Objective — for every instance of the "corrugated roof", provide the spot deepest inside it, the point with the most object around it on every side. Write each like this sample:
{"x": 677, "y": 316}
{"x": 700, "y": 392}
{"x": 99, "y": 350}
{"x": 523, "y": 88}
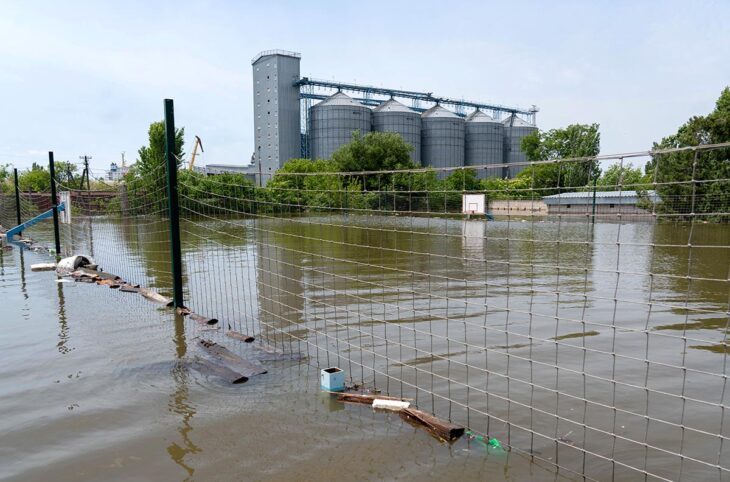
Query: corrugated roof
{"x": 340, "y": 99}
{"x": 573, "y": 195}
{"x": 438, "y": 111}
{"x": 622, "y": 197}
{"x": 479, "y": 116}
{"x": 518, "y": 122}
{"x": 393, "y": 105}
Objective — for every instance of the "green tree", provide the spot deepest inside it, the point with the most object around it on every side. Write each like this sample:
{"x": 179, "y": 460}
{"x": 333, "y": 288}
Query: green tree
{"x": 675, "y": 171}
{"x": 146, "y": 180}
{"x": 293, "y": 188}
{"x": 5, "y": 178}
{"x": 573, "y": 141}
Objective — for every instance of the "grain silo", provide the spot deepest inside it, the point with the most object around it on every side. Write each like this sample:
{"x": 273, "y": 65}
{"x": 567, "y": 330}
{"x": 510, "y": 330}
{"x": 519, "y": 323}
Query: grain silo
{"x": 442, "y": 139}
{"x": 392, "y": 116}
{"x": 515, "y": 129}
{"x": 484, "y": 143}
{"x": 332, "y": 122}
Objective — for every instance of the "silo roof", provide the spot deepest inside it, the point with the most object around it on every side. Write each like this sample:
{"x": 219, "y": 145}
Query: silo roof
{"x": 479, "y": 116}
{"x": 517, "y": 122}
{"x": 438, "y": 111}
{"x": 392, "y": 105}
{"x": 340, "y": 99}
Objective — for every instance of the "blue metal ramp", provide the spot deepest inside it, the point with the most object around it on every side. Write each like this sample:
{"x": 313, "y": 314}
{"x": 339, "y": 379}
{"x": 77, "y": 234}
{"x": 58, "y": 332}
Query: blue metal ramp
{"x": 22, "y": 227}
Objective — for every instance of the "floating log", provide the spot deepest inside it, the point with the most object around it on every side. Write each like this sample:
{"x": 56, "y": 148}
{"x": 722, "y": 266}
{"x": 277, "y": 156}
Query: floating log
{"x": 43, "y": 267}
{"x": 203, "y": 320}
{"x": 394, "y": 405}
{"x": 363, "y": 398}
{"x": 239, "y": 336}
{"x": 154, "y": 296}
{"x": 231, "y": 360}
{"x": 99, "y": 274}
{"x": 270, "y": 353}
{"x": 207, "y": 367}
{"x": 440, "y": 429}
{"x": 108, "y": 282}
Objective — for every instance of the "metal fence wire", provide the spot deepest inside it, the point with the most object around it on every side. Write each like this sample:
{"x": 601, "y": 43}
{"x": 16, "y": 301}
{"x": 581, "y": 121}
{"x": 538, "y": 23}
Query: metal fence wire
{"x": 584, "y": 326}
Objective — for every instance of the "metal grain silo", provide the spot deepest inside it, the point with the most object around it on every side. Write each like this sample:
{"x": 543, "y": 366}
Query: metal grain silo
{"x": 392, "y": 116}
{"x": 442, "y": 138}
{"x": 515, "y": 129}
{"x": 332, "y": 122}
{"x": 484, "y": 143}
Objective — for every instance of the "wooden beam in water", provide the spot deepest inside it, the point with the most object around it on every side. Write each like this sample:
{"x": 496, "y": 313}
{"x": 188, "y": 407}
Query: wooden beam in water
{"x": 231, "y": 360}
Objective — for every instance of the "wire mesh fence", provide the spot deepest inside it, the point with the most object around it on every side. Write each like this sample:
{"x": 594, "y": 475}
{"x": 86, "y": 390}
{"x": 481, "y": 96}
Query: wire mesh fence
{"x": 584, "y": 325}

-.-.-

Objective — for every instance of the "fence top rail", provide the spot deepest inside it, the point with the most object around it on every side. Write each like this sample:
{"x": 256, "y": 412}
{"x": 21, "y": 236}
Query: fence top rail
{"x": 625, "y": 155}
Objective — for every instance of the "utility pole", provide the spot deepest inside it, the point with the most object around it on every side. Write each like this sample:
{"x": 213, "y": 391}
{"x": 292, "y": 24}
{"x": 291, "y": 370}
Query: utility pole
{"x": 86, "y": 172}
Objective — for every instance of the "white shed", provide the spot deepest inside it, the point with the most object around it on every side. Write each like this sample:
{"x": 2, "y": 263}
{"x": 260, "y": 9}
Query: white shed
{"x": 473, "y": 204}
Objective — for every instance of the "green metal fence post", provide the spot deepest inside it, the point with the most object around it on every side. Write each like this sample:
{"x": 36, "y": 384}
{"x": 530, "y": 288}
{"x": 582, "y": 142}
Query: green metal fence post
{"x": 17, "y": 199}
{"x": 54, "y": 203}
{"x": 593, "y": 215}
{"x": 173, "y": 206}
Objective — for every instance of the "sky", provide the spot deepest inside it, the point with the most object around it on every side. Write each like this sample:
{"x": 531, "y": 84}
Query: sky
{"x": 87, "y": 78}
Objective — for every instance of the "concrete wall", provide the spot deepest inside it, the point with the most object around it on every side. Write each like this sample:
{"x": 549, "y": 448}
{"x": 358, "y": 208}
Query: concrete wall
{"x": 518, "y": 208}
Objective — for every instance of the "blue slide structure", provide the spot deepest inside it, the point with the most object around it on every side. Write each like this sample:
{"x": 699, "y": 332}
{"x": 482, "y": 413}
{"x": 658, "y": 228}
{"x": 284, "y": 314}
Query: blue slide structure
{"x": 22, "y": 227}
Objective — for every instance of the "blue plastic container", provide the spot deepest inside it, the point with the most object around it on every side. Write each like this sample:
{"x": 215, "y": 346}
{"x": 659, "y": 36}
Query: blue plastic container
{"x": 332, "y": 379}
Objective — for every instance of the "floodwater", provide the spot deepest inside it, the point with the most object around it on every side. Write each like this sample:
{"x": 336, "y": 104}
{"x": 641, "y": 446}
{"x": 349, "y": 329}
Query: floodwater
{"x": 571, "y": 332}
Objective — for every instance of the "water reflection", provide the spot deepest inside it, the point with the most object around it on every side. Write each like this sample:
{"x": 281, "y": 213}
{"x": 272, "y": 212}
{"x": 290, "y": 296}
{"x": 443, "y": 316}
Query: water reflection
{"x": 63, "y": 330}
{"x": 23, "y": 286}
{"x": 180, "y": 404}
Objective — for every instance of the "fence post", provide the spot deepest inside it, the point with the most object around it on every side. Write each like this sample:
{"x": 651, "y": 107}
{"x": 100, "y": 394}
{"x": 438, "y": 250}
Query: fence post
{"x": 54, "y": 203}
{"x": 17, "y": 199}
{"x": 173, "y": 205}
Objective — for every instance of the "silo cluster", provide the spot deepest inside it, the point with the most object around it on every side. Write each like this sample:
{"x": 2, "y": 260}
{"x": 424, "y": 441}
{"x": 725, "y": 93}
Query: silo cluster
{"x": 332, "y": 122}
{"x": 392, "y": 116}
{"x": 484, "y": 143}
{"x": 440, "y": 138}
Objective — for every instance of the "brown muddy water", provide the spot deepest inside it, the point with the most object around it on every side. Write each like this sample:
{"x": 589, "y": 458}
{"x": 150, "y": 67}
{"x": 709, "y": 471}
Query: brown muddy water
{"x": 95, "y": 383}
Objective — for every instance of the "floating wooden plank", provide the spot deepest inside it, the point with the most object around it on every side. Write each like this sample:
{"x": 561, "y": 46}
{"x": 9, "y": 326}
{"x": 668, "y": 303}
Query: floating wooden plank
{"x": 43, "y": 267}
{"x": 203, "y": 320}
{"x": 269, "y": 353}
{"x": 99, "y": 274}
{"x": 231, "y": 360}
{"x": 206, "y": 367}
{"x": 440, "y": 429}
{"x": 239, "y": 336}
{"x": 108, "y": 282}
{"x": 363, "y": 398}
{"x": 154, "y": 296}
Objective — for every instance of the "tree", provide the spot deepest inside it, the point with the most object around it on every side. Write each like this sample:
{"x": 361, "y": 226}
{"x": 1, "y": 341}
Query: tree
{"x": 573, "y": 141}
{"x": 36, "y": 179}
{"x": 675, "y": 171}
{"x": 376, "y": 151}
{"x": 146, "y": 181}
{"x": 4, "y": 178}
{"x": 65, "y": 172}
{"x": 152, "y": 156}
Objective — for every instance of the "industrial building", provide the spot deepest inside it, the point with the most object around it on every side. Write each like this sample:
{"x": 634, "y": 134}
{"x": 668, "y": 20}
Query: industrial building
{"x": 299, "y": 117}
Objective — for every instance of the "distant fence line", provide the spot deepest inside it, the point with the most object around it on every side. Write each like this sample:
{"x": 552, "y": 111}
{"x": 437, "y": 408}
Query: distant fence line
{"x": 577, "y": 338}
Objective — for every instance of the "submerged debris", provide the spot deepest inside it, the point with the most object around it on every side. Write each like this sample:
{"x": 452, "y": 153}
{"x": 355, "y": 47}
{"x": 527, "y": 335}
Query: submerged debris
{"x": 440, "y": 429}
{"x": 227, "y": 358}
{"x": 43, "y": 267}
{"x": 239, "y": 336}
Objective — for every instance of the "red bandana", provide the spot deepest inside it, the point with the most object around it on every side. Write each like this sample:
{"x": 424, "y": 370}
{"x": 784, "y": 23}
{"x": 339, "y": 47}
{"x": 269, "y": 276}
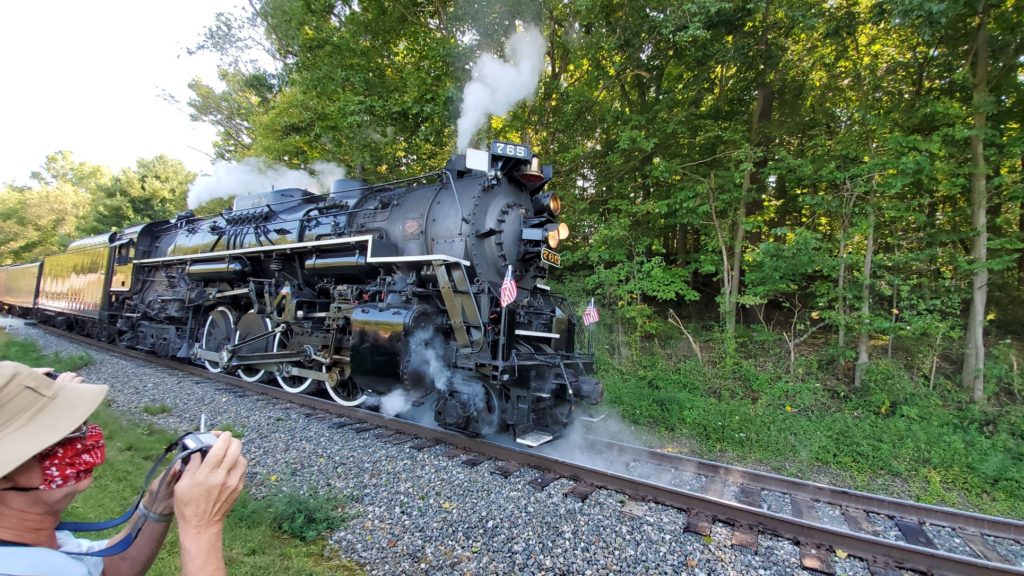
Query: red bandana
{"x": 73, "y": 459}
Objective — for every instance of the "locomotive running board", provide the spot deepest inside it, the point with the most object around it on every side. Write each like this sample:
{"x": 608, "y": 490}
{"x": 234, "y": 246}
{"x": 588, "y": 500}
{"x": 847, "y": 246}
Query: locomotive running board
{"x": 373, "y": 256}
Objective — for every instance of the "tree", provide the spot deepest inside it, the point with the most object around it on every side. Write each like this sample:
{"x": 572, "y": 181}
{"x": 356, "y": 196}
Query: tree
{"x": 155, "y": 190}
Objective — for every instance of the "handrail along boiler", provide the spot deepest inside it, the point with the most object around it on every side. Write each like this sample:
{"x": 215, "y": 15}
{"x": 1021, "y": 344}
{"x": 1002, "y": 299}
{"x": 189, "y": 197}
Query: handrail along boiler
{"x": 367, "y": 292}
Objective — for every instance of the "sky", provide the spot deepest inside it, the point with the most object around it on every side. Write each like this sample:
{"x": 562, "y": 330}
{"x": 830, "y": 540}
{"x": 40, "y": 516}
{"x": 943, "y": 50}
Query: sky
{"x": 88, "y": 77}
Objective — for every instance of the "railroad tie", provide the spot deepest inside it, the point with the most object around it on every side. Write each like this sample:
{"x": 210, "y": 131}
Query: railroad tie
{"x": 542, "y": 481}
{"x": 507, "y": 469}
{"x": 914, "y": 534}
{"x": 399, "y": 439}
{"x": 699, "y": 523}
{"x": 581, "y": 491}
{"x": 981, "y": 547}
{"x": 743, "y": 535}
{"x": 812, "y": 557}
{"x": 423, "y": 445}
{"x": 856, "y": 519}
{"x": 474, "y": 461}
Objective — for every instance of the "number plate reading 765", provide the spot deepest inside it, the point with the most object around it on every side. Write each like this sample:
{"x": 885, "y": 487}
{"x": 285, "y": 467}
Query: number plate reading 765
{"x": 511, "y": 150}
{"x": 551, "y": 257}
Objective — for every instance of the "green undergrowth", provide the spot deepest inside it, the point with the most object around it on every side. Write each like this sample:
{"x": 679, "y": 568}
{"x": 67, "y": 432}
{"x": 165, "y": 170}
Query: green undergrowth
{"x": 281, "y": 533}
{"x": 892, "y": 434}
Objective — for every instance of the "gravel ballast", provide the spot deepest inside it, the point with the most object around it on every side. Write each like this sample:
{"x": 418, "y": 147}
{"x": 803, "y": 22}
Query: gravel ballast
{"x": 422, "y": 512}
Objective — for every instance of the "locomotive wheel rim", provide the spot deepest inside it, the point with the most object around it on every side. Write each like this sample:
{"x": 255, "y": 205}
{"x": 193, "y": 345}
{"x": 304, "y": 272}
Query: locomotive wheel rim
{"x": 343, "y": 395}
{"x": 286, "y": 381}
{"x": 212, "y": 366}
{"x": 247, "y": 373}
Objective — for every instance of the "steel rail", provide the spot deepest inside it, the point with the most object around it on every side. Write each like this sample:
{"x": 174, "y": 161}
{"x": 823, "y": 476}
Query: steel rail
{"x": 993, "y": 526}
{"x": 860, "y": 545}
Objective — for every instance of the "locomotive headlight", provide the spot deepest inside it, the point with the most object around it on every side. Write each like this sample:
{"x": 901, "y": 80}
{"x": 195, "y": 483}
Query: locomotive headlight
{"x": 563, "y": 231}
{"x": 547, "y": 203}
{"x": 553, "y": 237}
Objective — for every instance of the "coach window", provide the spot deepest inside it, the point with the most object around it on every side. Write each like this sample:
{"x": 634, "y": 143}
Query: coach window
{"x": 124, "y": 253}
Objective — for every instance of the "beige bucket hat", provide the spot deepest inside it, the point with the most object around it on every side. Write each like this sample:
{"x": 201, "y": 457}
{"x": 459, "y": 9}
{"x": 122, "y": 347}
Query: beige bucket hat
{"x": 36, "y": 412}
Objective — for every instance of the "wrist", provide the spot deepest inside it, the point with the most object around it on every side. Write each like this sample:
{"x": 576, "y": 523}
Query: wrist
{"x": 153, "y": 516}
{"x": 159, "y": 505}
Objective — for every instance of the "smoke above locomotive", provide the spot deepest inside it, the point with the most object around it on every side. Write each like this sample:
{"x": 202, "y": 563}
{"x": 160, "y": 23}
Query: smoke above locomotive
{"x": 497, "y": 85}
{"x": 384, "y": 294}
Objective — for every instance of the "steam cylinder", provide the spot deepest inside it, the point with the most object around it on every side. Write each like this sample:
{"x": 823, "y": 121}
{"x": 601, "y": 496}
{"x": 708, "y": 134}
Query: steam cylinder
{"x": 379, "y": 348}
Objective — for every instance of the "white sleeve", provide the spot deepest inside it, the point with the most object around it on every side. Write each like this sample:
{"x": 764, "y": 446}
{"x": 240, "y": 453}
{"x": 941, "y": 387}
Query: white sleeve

-.-.-

■ Task requirements: Your task is to find each line in the entries that contains the string "sleeve" and copy it.

■ Result:
Objective — for every instance of the "white sleeve", provide the spot deepest inside it, the point with the most object around it on every side. Write each like this sample:
Query: white sleeve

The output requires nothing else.